WHAT THE TASK ASKS ▸
Rewrite the rows below from the line with "Target class: green" to the line with "[569,151,590,295]", replacing "power line" with "utility cable" and leaving everything else unchanged.

##############################

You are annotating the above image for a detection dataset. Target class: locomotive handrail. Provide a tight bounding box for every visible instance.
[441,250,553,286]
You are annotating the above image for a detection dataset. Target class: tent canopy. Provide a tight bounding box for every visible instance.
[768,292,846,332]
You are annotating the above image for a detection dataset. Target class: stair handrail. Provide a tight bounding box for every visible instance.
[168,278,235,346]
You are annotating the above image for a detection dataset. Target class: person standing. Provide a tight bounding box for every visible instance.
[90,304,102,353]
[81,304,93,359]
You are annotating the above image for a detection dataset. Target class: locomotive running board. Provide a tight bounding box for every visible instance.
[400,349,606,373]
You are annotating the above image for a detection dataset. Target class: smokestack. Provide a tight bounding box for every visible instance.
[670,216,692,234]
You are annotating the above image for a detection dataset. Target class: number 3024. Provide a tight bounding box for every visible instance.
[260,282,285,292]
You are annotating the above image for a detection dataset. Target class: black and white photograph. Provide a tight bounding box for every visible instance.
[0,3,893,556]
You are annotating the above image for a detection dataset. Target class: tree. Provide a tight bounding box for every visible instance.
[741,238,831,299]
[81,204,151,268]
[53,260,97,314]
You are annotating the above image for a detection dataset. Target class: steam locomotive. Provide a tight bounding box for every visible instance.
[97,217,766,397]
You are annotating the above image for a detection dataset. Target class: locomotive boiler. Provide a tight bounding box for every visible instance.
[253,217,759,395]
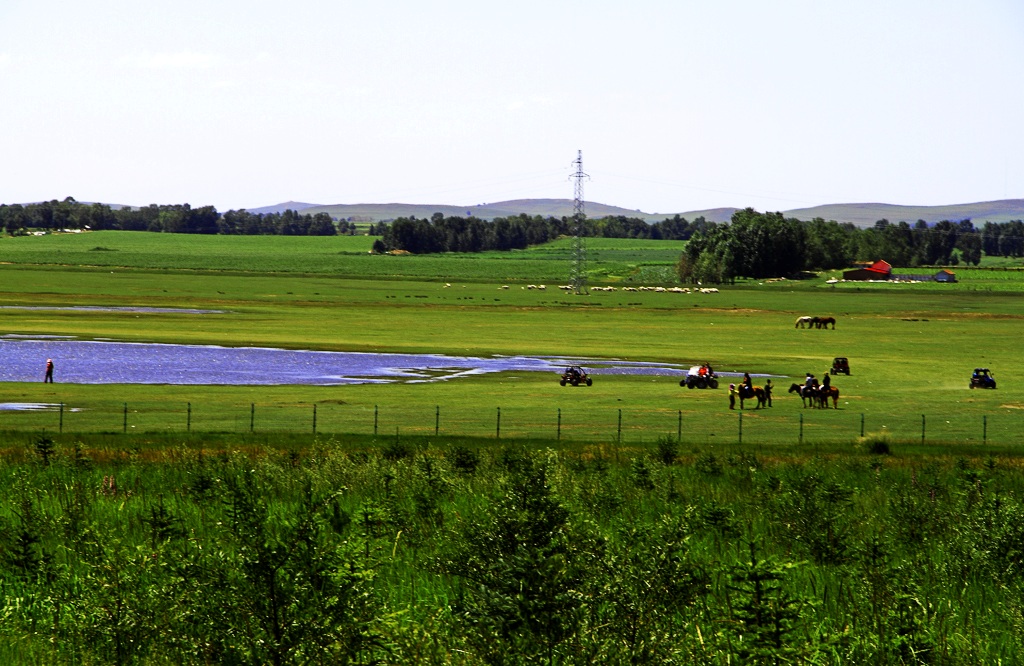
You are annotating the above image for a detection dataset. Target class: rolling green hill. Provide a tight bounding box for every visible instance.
[252,199,1024,227]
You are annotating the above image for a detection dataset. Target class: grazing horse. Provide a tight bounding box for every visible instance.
[790,384,839,409]
[736,384,768,409]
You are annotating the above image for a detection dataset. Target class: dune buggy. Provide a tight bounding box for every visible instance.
[558,366,594,386]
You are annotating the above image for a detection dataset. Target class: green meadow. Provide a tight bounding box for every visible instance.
[0,232,1024,665]
[0,232,1024,443]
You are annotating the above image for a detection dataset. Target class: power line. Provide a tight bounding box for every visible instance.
[569,151,590,295]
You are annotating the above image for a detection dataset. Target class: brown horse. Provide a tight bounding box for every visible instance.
[736,384,768,409]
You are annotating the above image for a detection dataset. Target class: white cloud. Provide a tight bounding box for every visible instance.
[121,51,223,70]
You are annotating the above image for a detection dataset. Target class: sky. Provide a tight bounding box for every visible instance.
[0,0,1024,213]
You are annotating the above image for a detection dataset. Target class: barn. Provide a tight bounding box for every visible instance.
[843,259,893,280]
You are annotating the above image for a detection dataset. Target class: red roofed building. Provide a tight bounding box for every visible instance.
[843,259,893,280]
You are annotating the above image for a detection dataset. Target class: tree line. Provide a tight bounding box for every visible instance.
[370,213,709,254]
[677,208,1024,283]
[0,197,355,236]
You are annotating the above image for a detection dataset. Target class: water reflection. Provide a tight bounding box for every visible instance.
[0,336,683,385]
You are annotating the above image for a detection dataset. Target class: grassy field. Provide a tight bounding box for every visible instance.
[0,232,1024,444]
[6,233,1024,665]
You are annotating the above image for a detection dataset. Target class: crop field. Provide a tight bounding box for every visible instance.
[0,232,1024,664]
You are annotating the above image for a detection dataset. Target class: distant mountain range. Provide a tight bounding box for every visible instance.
[248,199,1024,227]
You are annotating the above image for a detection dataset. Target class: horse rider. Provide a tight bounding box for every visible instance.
[739,372,754,398]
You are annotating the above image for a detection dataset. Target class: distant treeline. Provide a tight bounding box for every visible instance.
[678,208,1024,283]
[371,213,711,254]
[0,197,355,236]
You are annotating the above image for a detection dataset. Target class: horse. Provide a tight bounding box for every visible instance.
[790,384,839,409]
[736,384,768,409]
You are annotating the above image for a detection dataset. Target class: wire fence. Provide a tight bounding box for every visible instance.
[0,402,1024,446]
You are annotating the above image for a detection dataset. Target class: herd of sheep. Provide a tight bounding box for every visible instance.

##############################

COMPLETE OUTPUT ▸
You are annotating the above image for a detection dataset. Target class: green meadow. Provide a tight bounding box for every visible instance.
[0,232,1024,665]
[0,232,1024,443]
You are annotating the above image for a detection dataset. Target class: utility cable. Provide a tight bounding box for every visible instance.
[569,151,590,295]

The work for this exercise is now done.